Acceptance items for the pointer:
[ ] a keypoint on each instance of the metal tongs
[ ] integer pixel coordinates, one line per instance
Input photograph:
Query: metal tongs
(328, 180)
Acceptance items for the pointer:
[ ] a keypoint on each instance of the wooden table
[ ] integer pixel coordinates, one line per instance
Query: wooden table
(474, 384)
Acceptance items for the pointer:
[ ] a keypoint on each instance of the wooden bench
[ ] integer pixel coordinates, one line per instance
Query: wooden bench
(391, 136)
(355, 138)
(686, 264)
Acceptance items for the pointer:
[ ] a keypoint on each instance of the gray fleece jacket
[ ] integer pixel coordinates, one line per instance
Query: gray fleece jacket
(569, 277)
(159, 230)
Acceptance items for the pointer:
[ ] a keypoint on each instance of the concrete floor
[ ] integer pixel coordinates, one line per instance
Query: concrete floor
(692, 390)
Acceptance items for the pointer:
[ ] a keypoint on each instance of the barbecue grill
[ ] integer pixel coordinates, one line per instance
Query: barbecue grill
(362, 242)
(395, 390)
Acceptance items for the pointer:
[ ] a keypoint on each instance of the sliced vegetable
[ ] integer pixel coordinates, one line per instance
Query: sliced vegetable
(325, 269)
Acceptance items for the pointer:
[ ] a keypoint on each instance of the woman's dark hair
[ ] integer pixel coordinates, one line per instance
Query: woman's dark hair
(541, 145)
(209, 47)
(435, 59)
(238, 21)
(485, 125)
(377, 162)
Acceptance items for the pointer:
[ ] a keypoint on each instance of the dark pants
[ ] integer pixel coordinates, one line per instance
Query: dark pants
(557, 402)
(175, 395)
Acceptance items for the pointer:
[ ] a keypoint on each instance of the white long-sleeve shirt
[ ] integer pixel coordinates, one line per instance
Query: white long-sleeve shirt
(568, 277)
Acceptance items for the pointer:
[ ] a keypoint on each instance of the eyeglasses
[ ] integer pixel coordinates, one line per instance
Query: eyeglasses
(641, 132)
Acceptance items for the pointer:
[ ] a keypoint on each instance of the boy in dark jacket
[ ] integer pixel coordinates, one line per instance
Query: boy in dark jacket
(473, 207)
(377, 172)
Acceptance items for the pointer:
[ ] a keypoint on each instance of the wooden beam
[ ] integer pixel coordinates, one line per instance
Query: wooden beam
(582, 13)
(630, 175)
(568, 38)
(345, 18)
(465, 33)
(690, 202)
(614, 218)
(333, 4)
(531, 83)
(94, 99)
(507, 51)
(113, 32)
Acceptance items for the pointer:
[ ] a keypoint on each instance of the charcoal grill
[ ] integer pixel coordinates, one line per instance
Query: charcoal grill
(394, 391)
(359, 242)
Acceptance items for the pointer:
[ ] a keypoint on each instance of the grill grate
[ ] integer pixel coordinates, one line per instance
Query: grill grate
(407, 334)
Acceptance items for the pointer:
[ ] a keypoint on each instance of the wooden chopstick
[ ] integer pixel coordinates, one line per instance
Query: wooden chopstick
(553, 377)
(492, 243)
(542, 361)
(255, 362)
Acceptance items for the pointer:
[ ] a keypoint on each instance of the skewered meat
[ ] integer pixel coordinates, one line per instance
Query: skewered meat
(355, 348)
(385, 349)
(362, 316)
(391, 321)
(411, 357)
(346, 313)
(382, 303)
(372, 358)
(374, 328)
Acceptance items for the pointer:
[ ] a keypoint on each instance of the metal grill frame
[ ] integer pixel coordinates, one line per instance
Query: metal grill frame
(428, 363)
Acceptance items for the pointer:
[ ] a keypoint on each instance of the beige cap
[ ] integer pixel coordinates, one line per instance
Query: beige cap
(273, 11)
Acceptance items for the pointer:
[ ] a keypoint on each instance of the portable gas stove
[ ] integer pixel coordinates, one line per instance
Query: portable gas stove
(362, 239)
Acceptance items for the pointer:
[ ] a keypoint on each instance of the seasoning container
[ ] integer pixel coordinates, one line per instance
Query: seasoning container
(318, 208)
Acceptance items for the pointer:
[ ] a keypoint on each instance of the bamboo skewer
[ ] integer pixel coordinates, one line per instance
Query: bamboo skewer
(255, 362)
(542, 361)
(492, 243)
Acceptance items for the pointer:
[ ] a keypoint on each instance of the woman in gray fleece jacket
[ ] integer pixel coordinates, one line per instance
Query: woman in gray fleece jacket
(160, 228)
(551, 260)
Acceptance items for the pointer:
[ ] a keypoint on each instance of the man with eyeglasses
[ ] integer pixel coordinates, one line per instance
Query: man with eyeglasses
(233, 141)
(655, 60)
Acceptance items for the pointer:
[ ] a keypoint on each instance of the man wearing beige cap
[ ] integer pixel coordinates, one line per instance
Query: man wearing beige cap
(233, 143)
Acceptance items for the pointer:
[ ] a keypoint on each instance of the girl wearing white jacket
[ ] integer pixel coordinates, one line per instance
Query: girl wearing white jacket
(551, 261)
===
TASK BRIEF
Your task is to repeat the data exactly; please include every line.

ANSWER TO THIS EXERCISE
Acceptance items for the pointer:
[ ] a keypoint on each instance of the metal tongs
[ ] integer pixel coordinates, one line per instance
Input photograph:
Query: metal tongs
(328, 180)
Acceptance items for the pointer:
[ ] a keypoint on each instance of the wooden table
[ ] integer pixel coordinates, one line per instance
Query: wooden table
(474, 384)
Acceptance items for the pointer:
[ ] a keypoint on each instance of the wooden bench
[ ] integer pixel coordinates, one line per instance
Query: wooden bench
(391, 136)
(355, 138)
(686, 264)
Acceptance items for the pointer:
[ ] a keypoint on each instance of the gray fleece jacket
[ ] integer pixel coordinates, one line per instance
Query: gray fleece jacket
(569, 277)
(159, 230)
Acceptance items for the pointer:
[ ] a keypoint on each instance of the concrete floor
[ ] integer pixel coordinates, one line per instance
Query: concrete floor
(692, 390)
Acceptance items for the pointer:
[ ] a keypoint on each instance of the barbecue grill
[ ] integer pixel coordinates, one line per instance
Query: barbecue grill
(362, 242)
(395, 390)
Acceptance items for the pointer:
[ ] a keypoint on each instance of the sliced vegetable
[ ] integer pixel coordinates, one line per instance
Query: sliced vegetable
(325, 269)
Acceptance items for the pointer:
[ ] a keypoint on each instance of the woman's dark hair
[ ] integer pixel coordinates, one line per instance
Query: woman's dark hair
(541, 145)
(209, 47)
(435, 59)
(238, 21)
(485, 125)
(377, 162)
Acceptance items for the pointer:
[ ] a keypoint on each instance of the dark pants
[ ] integer pixel coordinates, one line per instance
Query: dark pants
(557, 402)
(175, 395)
Acceptance items for the pointer:
[ ] a keypoint on each instance of the white long-sleeve shirt
[ ] integer pixel coordinates, one line per instance
Query: white long-sleeve shirt
(568, 277)
Acceptance items for the pointer:
[ ] a keypoint on each instance of the eyeglasses
[ ] integer pixel coordinates, one line per instance
Query: eyeglasses
(641, 132)
Acceptance items for the pointer:
[ ] a keypoint on each instance of the boy in dark jacket
[ ] integer pixel coordinates, one line per instance
Query: boy in dark jacket
(473, 207)
(377, 172)
Acceptance items for the pointer:
[ ] a keypoint on each instance of the wooden beam
[ ] integer pixel coordinates, one line per instance
Query: wooden beam
(582, 13)
(630, 175)
(568, 38)
(345, 18)
(465, 33)
(690, 202)
(614, 218)
(333, 4)
(531, 83)
(94, 99)
(507, 51)
(113, 32)
Acceptance items for the pointer:
[ ] a keypoint on each instance of the charcoal grill
[ ] integer pixel coordinates, one line per instance
Query: charcoal grill
(394, 391)
(359, 242)
Acceptance items for the pointer:
[ ] a keypoint on each instance of the grill grate
[ ] integer pixel coordinates, one line per instance
Query: grill grate
(407, 334)
Acceptance items for the pointer:
[ ] a keypoint on each instance of the wooden chopstick
[ ] integer pixel coordinates, one line per instance
Query: wooden chopstick
(553, 377)
(492, 243)
(542, 361)
(255, 362)
Acceptance items for the pointer:
[ ] a keypoint on each instance of the skewered meat
[ ] integer pixel coordinates, one line per instance
Query: skewered meat
(355, 348)
(385, 349)
(362, 316)
(391, 321)
(411, 357)
(346, 313)
(382, 303)
(372, 358)
(374, 328)
Acceptance items for the pointer:
[ ] a keypoint on each instance of the metal grill frame
[ ] integer pixel coordinates, one line per instance
Query: metal grill frame
(428, 363)
Acceptance items for the pointer:
[ ] a keypoint on each instance of the beige cap
[ ] integer pixel coordinates, one line per instance
Query: beige cap
(273, 11)
Acceptance items for the pointer:
[ ] a keypoint on each instance of the portable gas stove
[ ] integer pixel coordinates, one line per instance
Query: portable gas stove
(362, 239)
Acceptance items for the pointer:
[ ] a keypoint on each instance of the seasoning container
[ ] integer pixel coordinates, one line per instance
Query: seasoning container
(318, 208)
Acceptance items for the pointer:
[ ] a keypoint on each instance of the bamboo skewer
[ ] integer pixel coordinates, one line per instance
Query: bamboo skewer
(255, 362)
(542, 361)
(492, 243)
Acceptance items for the pointer:
[ ] a keypoint on each instance of the woman in gray fleece jacket
[ ] integer pixel coordinates, one line per instance
Query: woman in gray fleece jacket
(160, 228)
(551, 260)
Acceptance items for the pointer:
[ ] a keypoint on each instance of the man with eyeglasses
[ ] integer pixel coordinates, one line per instance
Query: man with eyeglasses
(233, 141)
(655, 60)
Acceptance items for the pointer:
[ ] a keypoint on each instance of the man wearing beige cap
[ ] integer pixel coordinates, one line per instance
Query: man wearing beige cap
(233, 143)
Acceptance items for the pointer:
[ ] a keypoint on each instance of the girl wearing white jacket
[ ] integer pixel coordinates, one line per instance
Query: girl wearing white jacket
(551, 261)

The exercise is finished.